Rows:
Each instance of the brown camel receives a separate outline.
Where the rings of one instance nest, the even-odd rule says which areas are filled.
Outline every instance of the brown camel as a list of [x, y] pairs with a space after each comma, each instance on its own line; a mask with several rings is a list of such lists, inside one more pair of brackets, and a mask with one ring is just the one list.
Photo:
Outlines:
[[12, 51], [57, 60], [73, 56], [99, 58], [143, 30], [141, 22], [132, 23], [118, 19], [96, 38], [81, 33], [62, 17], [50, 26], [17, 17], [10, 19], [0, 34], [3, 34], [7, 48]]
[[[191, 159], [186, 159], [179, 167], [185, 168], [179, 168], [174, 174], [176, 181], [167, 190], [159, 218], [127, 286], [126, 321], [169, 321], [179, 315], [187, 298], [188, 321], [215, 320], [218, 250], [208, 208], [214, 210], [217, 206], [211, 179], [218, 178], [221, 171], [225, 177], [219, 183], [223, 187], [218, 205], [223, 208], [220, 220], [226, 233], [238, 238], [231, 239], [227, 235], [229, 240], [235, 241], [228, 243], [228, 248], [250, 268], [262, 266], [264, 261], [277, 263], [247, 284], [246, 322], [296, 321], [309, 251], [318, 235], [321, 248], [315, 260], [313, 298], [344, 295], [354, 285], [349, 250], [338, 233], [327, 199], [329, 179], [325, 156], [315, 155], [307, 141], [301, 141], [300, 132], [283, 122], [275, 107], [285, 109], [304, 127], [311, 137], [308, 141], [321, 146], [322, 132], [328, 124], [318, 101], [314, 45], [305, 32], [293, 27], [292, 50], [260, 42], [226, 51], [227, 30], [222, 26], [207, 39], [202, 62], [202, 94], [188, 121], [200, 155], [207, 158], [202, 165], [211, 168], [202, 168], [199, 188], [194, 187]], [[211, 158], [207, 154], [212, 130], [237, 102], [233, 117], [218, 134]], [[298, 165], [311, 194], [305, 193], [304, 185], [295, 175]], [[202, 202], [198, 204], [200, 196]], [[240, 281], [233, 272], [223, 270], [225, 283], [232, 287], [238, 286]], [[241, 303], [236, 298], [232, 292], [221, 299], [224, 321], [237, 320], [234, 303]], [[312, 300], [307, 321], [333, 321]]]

Work to complete: Please copy out every line above, from the very first one down through the line that contains "34], [7, 48]]", including both ends and changing nothing.

Exercise response:
Each instance of the brown camel receives a separate outline.
Where the rings of one instance nest, the even-odd rule says which areas are filled.
Outline every instance of the brown camel as a list of [x, y] pairs with a space after each comma, each instance on its own line; a mask with several rings is a list of such lists, inside one more pair of brackets, and a mask with one ring is just the one list.
Photo:
Outlines:
[[12, 51], [57, 60], [73, 56], [99, 58], [143, 30], [141, 22], [132, 23], [118, 19], [96, 38], [81, 33], [62, 17], [50, 26], [17, 17], [10, 19], [0, 34], [3, 34], [7, 48]]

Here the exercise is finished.